→ **Required work**: A verbatim copy of every entry is required.

→ **Entries provided**:

________________________________________

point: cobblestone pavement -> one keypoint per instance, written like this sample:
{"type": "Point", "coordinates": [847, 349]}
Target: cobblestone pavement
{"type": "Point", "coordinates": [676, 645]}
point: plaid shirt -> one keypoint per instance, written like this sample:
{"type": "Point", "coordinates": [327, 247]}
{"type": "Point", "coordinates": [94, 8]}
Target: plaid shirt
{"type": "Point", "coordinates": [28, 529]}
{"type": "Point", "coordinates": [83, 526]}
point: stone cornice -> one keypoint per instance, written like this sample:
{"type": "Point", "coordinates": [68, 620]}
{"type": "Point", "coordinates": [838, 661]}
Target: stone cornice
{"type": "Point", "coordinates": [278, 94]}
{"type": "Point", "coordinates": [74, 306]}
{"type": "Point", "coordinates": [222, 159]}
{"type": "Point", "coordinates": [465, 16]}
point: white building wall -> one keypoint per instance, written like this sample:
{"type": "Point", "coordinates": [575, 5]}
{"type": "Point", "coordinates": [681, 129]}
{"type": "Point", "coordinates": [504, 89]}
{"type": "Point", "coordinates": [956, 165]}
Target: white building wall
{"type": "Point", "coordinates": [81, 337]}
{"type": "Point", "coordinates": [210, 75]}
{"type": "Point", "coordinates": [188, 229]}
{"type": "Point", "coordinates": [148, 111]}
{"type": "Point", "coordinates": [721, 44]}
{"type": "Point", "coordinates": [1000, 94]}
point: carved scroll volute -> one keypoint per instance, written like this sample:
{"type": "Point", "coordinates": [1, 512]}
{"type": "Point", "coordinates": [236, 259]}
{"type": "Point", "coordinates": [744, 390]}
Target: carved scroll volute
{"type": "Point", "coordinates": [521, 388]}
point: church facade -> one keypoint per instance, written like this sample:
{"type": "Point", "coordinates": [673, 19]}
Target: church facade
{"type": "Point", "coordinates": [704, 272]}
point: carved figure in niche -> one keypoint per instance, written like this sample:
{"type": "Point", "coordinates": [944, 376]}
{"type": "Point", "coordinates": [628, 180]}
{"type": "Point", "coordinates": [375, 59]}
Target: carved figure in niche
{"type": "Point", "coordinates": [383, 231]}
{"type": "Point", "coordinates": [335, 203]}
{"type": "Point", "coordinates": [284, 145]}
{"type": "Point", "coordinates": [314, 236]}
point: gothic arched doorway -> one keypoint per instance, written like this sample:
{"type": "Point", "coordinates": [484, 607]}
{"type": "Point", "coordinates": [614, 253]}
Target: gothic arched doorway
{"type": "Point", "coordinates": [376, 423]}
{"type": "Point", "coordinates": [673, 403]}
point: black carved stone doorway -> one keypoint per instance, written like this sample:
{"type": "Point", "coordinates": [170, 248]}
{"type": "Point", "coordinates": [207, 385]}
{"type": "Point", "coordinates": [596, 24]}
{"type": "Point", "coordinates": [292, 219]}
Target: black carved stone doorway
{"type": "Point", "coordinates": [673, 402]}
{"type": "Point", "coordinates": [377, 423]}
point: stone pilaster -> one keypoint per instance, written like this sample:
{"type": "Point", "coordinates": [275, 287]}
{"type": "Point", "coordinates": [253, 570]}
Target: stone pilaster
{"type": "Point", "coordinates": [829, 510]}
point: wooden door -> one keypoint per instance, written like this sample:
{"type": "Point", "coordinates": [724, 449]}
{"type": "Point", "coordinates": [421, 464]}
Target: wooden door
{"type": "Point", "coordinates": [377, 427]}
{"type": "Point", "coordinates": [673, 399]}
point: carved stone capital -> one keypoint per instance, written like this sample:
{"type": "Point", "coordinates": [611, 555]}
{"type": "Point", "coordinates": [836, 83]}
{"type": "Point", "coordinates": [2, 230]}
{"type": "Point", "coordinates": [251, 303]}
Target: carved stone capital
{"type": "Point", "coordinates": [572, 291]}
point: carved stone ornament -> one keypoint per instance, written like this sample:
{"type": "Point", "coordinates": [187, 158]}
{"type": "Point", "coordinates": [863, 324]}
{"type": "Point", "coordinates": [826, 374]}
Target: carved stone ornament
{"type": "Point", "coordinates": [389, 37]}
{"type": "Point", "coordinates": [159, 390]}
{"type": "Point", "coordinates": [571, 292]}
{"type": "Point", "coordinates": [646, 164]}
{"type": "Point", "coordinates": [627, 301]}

________________________________________

→ **Exercise answer**:
point: cobblestone pavement -> one keypoint per instance, written like this sample:
{"type": "Point", "coordinates": [847, 349]}
Target: cobblestone pavement
{"type": "Point", "coordinates": [676, 645]}
point: plaid shirt -> one keypoint per instance, written like this sample:
{"type": "Point", "coordinates": [327, 247]}
{"type": "Point", "coordinates": [94, 8]}
Target: plaid shirt
{"type": "Point", "coordinates": [28, 529]}
{"type": "Point", "coordinates": [83, 526]}
point: stone cornice -> one keypoint per instance, written like this sample:
{"type": "Point", "coordinates": [68, 620]}
{"type": "Point", "coordinates": [838, 661]}
Target: stone cornice
{"type": "Point", "coordinates": [278, 94]}
{"type": "Point", "coordinates": [74, 306]}
{"type": "Point", "coordinates": [222, 159]}
{"type": "Point", "coordinates": [465, 16]}
point: white building wall -> one keypoint per instance, written like this sample:
{"type": "Point", "coordinates": [575, 5]}
{"type": "Point", "coordinates": [681, 129]}
{"type": "Point", "coordinates": [504, 89]}
{"type": "Point", "coordinates": [956, 165]}
Target: white building wall
{"type": "Point", "coordinates": [81, 337]}
{"type": "Point", "coordinates": [210, 75]}
{"type": "Point", "coordinates": [188, 229]}
{"type": "Point", "coordinates": [148, 111]}
{"type": "Point", "coordinates": [721, 44]}
{"type": "Point", "coordinates": [1000, 94]}
point: carved scroll volute -> one keypoint per instance, written like this sample:
{"type": "Point", "coordinates": [1, 512]}
{"type": "Point", "coordinates": [236, 259]}
{"type": "Point", "coordinates": [744, 390]}
Target: carved scroll volute
{"type": "Point", "coordinates": [521, 388]}
point: church facade -> one keypoint per instance, written like this sample:
{"type": "Point", "coordinates": [673, 19]}
Target: church facade
{"type": "Point", "coordinates": [704, 272]}
point: carved figure in niche -> one keypoint per instance, written like this sample:
{"type": "Point", "coordinates": [944, 376]}
{"type": "Point", "coordinates": [628, 180]}
{"type": "Point", "coordinates": [375, 59]}
Target: carved figure in niche
{"type": "Point", "coordinates": [383, 231]}
{"type": "Point", "coordinates": [335, 203]}
{"type": "Point", "coordinates": [284, 145]}
{"type": "Point", "coordinates": [314, 236]}
point: gothic arched doorway -> one keypoint per instance, written like this sample:
{"type": "Point", "coordinates": [484, 607]}
{"type": "Point", "coordinates": [614, 253]}
Target: gothic arched doorway
{"type": "Point", "coordinates": [376, 423]}
{"type": "Point", "coordinates": [673, 403]}
point: black carved stone doorway -> one keypoint per instance, written like this sample:
{"type": "Point", "coordinates": [170, 248]}
{"type": "Point", "coordinates": [207, 385]}
{"type": "Point", "coordinates": [596, 24]}
{"type": "Point", "coordinates": [292, 219]}
Target: black carved stone doorway
{"type": "Point", "coordinates": [673, 402]}
{"type": "Point", "coordinates": [377, 423]}
point: stone pilaster -> one keypoint per instance, written like this sample:
{"type": "Point", "coordinates": [275, 287]}
{"type": "Point", "coordinates": [253, 570]}
Target: stone pilaster
{"type": "Point", "coordinates": [829, 510]}
point: wooden door -> one keypoint per instance, written like this sample:
{"type": "Point", "coordinates": [724, 449]}
{"type": "Point", "coordinates": [421, 464]}
Target: wooden door
{"type": "Point", "coordinates": [377, 427]}
{"type": "Point", "coordinates": [673, 399]}
point: carved stone capital -> one keypoint per instance, written like this sample:
{"type": "Point", "coordinates": [611, 555]}
{"type": "Point", "coordinates": [836, 83]}
{"type": "Point", "coordinates": [2, 230]}
{"type": "Point", "coordinates": [251, 303]}
Target: carved stone capital
{"type": "Point", "coordinates": [572, 291]}
point: carved stone ornament -> one keypoint per instance, written like this sample:
{"type": "Point", "coordinates": [187, 158]}
{"type": "Point", "coordinates": [863, 324]}
{"type": "Point", "coordinates": [826, 374]}
Target: carved stone ornament
{"type": "Point", "coordinates": [389, 37]}
{"type": "Point", "coordinates": [159, 390]}
{"type": "Point", "coordinates": [571, 292]}
{"type": "Point", "coordinates": [646, 164]}
{"type": "Point", "coordinates": [627, 301]}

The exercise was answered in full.